Work required:
Set down the stretch of lines from the one containing "Mark the upper cabinet" through the one containing "Mark the recessed", both included, and reproduce each line without any change.

:: Data shown ::

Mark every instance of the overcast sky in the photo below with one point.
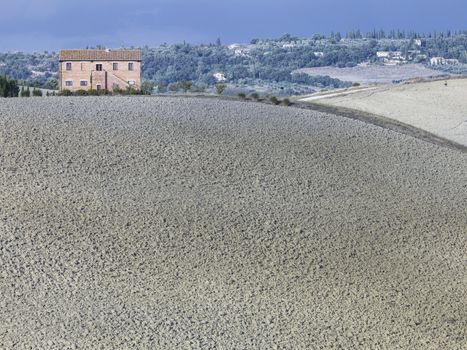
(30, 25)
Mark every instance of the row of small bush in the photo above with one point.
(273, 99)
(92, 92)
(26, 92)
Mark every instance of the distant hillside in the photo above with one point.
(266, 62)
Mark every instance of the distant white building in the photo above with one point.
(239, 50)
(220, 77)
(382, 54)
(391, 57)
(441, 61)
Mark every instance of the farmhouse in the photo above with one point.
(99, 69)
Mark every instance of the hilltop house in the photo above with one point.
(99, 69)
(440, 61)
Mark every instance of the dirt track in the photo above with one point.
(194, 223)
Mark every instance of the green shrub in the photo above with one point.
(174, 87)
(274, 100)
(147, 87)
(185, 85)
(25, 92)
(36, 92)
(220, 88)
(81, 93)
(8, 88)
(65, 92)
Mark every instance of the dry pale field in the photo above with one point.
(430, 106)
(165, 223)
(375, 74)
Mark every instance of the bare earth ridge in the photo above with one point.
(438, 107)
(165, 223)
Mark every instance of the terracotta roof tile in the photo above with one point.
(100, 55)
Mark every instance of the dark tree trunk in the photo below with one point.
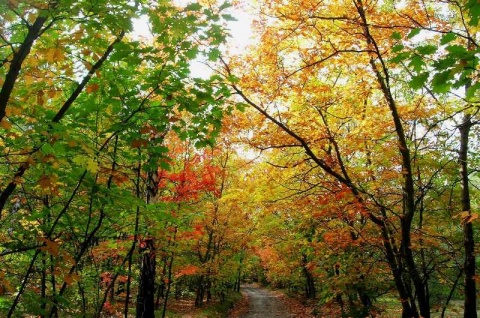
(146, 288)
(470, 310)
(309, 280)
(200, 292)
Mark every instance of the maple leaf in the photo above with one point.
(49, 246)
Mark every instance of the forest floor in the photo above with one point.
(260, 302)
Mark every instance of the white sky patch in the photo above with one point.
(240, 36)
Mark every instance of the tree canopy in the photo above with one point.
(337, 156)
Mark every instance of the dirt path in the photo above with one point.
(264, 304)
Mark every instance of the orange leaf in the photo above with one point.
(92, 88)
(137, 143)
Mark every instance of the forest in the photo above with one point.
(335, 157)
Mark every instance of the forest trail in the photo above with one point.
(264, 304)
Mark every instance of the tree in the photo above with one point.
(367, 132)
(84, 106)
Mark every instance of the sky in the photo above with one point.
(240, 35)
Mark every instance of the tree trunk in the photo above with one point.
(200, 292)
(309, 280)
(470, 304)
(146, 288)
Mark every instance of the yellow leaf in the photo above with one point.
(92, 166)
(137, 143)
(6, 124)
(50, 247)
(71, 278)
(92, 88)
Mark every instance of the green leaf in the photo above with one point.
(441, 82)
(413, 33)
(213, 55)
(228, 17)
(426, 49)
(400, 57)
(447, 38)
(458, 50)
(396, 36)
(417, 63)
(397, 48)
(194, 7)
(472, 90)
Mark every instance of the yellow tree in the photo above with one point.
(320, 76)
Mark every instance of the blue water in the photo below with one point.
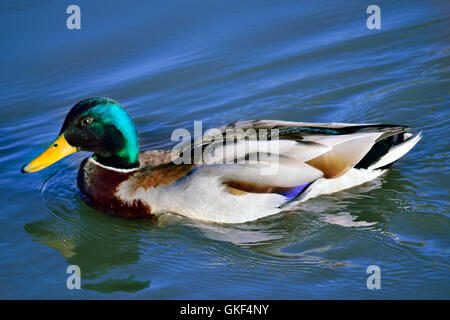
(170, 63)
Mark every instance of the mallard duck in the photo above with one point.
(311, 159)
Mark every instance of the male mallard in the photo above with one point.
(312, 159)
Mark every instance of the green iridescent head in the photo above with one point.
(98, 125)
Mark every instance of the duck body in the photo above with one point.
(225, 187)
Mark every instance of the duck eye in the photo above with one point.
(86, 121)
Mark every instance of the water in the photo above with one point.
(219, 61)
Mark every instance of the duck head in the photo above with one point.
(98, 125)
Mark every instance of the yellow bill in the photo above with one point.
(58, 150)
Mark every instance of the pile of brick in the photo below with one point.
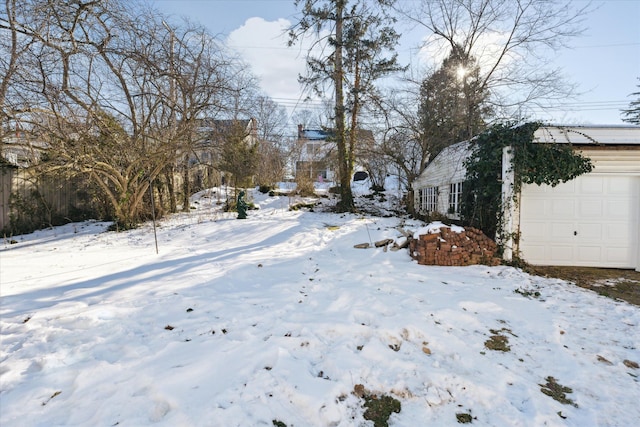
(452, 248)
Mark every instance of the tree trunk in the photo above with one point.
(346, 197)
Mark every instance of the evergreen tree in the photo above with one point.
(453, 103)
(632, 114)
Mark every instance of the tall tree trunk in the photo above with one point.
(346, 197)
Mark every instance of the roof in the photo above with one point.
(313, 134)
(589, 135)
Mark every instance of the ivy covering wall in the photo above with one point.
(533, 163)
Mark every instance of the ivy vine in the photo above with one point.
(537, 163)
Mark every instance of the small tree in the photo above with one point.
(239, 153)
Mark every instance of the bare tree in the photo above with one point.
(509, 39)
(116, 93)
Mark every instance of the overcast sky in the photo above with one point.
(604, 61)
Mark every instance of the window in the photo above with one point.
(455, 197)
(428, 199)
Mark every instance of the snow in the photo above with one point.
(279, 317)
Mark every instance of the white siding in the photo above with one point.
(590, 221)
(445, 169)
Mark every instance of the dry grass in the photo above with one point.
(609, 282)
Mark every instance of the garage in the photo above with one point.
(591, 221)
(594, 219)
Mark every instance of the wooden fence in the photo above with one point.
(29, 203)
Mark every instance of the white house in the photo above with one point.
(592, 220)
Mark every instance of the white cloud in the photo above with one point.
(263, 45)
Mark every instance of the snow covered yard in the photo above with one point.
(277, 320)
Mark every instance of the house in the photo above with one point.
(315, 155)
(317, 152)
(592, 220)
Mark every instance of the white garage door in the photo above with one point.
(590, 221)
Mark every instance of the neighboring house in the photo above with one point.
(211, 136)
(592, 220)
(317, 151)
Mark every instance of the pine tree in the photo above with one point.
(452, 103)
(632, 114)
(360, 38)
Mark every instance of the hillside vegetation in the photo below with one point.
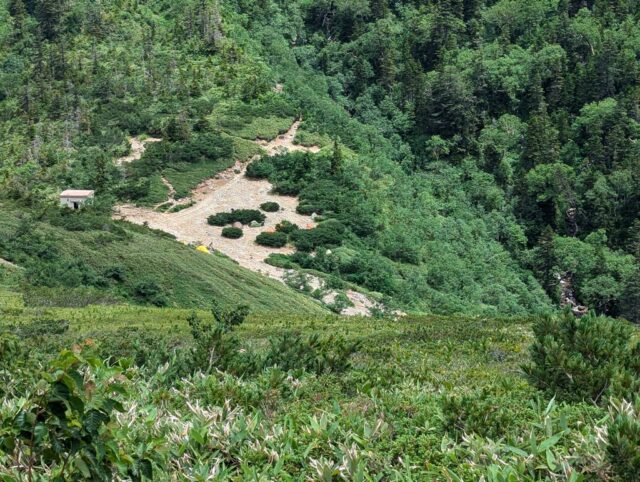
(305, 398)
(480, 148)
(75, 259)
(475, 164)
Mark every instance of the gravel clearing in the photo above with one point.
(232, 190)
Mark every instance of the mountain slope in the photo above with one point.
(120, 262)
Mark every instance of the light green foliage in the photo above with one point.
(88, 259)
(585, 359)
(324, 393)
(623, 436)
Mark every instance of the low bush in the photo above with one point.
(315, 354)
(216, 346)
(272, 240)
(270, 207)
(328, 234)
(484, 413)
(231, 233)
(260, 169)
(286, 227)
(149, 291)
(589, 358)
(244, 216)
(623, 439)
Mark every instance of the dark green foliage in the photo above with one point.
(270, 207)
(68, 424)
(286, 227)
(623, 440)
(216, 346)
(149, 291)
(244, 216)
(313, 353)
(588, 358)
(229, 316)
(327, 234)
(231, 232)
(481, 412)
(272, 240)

:::
:: Data shown ::

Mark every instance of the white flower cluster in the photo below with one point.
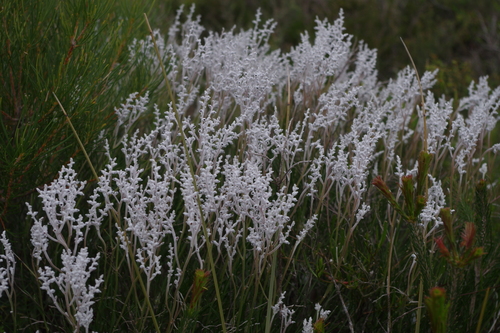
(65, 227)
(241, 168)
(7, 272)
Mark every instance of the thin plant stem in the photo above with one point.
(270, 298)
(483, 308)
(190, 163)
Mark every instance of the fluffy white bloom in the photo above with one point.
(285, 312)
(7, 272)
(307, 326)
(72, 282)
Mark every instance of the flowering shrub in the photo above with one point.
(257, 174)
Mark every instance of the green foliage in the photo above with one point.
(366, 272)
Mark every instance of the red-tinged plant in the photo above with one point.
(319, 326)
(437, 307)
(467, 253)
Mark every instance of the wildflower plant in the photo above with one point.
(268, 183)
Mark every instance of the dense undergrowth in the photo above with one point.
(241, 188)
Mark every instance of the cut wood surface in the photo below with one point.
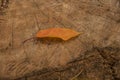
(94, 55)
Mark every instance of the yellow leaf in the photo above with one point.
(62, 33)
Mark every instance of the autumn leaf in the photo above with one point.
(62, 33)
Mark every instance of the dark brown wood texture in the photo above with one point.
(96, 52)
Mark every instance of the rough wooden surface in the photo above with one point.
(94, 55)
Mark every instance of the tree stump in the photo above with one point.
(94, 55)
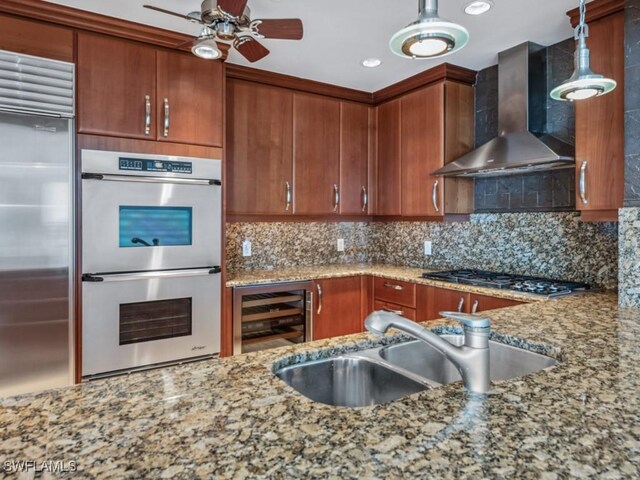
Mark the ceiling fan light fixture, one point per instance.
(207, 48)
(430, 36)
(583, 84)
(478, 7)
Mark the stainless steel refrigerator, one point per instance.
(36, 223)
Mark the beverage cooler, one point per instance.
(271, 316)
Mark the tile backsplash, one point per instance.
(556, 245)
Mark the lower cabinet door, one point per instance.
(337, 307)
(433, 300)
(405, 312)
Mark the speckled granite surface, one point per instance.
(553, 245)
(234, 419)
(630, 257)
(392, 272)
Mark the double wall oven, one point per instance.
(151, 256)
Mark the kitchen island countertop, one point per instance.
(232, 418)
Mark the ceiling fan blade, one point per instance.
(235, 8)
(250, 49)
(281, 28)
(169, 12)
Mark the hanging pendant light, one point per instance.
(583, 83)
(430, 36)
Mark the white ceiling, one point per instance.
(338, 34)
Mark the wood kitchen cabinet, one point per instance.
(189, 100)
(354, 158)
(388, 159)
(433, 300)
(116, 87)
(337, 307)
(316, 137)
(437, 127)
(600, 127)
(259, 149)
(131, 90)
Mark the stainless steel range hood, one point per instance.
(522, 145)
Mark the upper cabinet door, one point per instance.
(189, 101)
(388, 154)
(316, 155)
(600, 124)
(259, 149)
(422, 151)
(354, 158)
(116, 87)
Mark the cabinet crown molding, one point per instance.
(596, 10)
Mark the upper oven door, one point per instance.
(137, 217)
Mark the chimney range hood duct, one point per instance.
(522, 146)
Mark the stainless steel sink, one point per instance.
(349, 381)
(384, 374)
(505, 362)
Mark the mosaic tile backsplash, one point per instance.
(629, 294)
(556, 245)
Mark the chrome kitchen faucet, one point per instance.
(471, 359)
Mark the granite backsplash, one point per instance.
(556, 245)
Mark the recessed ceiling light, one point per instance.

:::

Exercise response:
Mark the upper cabinet door, one point per instance.
(189, 101)
(388, 154)
(316, 155)
(600, 124)
(259, 149)
(422, 151)
(354, 158)
(116, 87)
Mark the cabinet crown molding, one point per instance.
(596, 10)
Mark the upper oven door, one point per instance.
(137, 217)
Mark the chimney range hood duct, one point per instance.
(522, 146)
Mark the stainless steel sink, one point per instance.
(349, 381)
(384, 374)
(505, 362)
Mark the mosaic tile backsplash, one point per instance.
(629, 294)
(556, 245)
Mark the chrome kitchen faucet, one point per instance.
(471, 359)
Mark the granite backsplash, one point per instance.
(556, 245)
Mark the recessed ceiling light, one point per instance.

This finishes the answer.